Page excerpt:
※ ※ ※

- Born: July 9, 1939 (age 87)
- Education: California State University, Fresno, Stanford University
- Known for: Decision field theory Systems Factorial Technology General Recognition Theory
- Scientific career
- Fields: cognitive psychology, mathematical psychology
- Workplaces: University of Hawaiʻi, Purdue University, Indiana University
- Doctoral advisor: Richard C. Atkinson
- Doctoral students: F. Gregory Ashby

= James Townsend (psychologist) =

James Tarlton Townsend is a Distinguished Rudy Professor of Psychology at Indiana University, Bloomington. He is known for his work in mathematical psychology, particularly in distinguishing parallel and serial processing and for models of perception.

==Education and career==
Townsend received an A.B. in Psychology from Fresno State College in 1961. In 1962, he began his graduate work under Richard Atkinson at the Institute for Mathematical Studies in the Social Sciences at Stanford University. After completing his Ph.D. in psychology in 1966, Townsend joined the faculty at the Department of Psychology at the University of Hawaii. Two years later, in 1968, Townsend moved to Purdue University where he received tenure in 1971 and became a full professor in 1977. During that period, Townsend spent time as a visiting associate professor in William Kaye Estes’s lab at Rockefeller University (1972–1973), a visiting scholar at the Institut für Psychologie at the Technische Universität, Braunschweig, a visiting scholar in the School of Social Sciences at the University of California, Irvine (1982), and as a visiting professor in the Department of Psychology at Stanford University (1986). In 1989, Townsend became a Rudy Professor in the Department of Psychology at Indiana University. Townsend became a Distinguished Professor in 2008.

※ ※ ※

Tasks for this exercise:
a) Using the Townsend biography, decide whether each statement below agrees with it, answering yes or no and quoting the deciding words: (i) Townsend received his A.B. from Fresno State College in 1961; (ii) Townsend became a full professor at Purdue University in 1971; (iii) Townsend was a visiting professor at Stanford University in 1986.
b) In one to three sentences, explain why the Townsend biography describes his 1968 move to Purdue University as coming "Two years later."
c) Copy the part of the Townsend biography word for word, beginning at the words "- Education: California" and stopping after "models of perception.".

Information supplied:

※ ※ ※

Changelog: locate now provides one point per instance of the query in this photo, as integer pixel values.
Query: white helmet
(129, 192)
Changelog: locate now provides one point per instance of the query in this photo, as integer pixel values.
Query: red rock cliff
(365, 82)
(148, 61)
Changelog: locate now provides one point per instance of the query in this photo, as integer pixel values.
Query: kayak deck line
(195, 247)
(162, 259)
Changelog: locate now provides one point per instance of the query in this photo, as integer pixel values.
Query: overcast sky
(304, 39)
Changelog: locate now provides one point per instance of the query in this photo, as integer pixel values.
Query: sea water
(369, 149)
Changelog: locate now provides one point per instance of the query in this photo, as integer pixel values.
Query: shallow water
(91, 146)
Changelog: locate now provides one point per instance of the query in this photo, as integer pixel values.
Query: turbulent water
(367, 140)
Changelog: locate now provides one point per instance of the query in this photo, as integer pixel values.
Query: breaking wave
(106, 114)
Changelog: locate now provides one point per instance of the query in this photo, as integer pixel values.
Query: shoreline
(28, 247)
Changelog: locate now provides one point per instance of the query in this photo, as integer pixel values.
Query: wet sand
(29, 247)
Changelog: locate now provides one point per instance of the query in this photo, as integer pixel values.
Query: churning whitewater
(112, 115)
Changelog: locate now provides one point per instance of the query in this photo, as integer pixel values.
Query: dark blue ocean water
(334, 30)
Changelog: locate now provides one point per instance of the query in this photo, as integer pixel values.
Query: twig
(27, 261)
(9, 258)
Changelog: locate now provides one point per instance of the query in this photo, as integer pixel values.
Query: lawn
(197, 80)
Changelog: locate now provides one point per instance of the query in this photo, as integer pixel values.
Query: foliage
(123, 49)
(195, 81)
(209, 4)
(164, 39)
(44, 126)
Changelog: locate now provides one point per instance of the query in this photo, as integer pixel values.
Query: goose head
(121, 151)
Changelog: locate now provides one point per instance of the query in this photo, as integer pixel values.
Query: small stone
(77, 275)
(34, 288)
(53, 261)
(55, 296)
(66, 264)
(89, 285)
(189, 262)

※ ※ ※

List of solutions:
a)
(i) Yes: "Townsend received an A.B. in Psychology from Fresno State College in 1961."
(ii) No: "he received tenure in 1971 and became a full professor in 1977."
(iii) Yes: "as a visiting professor in the Department of Psychology at Stanford University (1986)."

b) The biography says Townsend joined the faculty at the University of Hawaii after completing his Ph.D. in 1966. His move to Purdue came in 1968, two years after he started at Hawaii.

c)
- Education: California State University, Fresno, Stanford University
- Known for: Decision field theory Systems Factorial Technology General Recognition Theory
- Scientific career
- Fields: cognitive psychology, mathematical psychology
- Workplaces: University of Hawaiʻi, Purdue University, Indiana University
- Doctoral advisor: Richard C. Atkinson
- Doctoral students: F. Gregory Ashby

= James Townsend (psychologist) =

James Tarlton Townsend is a Distinguished Rudy Professor of Psychology at Indiana University, Bloomington. He is known for his work in mathematical psychology, particularly in distinguishing parallel and serial processing and for models of perception.